Find every line in the records below that contains the word "plate", and copy each of those lines in full.

** start RECORDS FOR PROCESSING **

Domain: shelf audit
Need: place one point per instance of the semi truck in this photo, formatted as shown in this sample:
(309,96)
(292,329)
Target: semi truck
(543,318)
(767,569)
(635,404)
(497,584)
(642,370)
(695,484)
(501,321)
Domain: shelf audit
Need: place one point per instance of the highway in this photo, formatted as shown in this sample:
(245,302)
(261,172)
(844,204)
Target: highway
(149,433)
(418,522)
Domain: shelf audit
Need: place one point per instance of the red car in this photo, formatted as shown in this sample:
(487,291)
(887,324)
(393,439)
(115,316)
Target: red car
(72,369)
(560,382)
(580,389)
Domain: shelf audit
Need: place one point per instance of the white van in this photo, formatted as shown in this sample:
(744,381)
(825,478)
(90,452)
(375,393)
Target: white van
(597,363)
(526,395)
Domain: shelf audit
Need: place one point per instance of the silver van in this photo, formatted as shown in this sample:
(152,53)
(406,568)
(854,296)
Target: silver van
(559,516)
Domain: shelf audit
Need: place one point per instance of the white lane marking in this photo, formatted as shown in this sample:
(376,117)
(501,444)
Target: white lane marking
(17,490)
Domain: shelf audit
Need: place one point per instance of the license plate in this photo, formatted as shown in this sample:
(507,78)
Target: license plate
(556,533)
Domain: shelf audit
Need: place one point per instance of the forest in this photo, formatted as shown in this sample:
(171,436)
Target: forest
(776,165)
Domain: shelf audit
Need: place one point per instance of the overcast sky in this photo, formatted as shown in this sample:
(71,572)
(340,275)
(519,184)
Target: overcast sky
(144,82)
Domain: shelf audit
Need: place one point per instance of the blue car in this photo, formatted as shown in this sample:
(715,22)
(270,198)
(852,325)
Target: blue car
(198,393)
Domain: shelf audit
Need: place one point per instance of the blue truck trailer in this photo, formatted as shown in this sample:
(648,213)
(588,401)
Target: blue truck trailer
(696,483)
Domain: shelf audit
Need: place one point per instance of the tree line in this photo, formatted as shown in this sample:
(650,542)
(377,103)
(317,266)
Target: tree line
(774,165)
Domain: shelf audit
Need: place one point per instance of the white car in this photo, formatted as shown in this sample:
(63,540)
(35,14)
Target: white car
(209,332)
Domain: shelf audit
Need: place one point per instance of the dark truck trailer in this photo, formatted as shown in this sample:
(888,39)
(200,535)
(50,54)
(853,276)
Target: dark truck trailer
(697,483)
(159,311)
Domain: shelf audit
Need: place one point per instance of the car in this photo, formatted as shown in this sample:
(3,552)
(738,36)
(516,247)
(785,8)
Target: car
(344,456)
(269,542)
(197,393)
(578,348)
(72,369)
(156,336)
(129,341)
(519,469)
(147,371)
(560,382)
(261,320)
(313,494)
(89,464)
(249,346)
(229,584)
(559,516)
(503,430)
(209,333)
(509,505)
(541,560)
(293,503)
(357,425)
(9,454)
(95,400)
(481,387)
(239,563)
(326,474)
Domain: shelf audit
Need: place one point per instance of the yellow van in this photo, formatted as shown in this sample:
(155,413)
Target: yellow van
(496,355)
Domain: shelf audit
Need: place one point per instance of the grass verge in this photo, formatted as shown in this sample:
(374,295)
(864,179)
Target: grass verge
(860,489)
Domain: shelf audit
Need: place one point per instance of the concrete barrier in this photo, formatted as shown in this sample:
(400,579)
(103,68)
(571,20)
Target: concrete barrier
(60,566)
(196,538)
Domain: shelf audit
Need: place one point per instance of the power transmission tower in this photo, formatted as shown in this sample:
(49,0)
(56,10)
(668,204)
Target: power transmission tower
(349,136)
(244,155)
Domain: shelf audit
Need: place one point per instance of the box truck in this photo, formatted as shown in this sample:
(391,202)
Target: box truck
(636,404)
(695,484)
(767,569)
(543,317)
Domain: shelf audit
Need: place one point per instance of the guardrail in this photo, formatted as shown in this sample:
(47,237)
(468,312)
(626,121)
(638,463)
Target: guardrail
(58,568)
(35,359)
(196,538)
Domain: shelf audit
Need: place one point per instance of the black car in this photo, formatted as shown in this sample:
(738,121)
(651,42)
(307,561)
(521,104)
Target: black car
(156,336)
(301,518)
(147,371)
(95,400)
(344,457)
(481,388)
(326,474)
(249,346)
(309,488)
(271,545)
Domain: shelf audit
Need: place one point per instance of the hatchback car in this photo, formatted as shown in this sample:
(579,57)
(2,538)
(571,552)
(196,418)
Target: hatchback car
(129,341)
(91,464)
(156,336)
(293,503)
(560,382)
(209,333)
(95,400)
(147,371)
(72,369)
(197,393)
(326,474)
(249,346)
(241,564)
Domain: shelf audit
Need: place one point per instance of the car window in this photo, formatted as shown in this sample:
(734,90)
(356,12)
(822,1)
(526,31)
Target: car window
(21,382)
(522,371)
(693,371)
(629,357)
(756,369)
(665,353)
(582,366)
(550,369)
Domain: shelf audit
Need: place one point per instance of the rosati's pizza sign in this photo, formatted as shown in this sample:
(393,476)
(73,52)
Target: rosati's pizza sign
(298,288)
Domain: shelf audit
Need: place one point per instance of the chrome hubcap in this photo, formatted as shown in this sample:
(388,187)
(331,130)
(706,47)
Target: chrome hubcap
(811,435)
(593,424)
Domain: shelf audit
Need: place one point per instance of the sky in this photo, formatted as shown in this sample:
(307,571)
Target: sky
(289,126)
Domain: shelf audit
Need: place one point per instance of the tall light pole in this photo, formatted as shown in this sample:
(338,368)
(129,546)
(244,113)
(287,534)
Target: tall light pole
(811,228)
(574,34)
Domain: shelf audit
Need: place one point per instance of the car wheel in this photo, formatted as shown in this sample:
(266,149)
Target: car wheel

** end RECORDS FOR PROCESSING **

● RIGHT ANSWER
Need: place one point per instance of the license plate in this photo, formatted as shown in this sample:
Target: license plate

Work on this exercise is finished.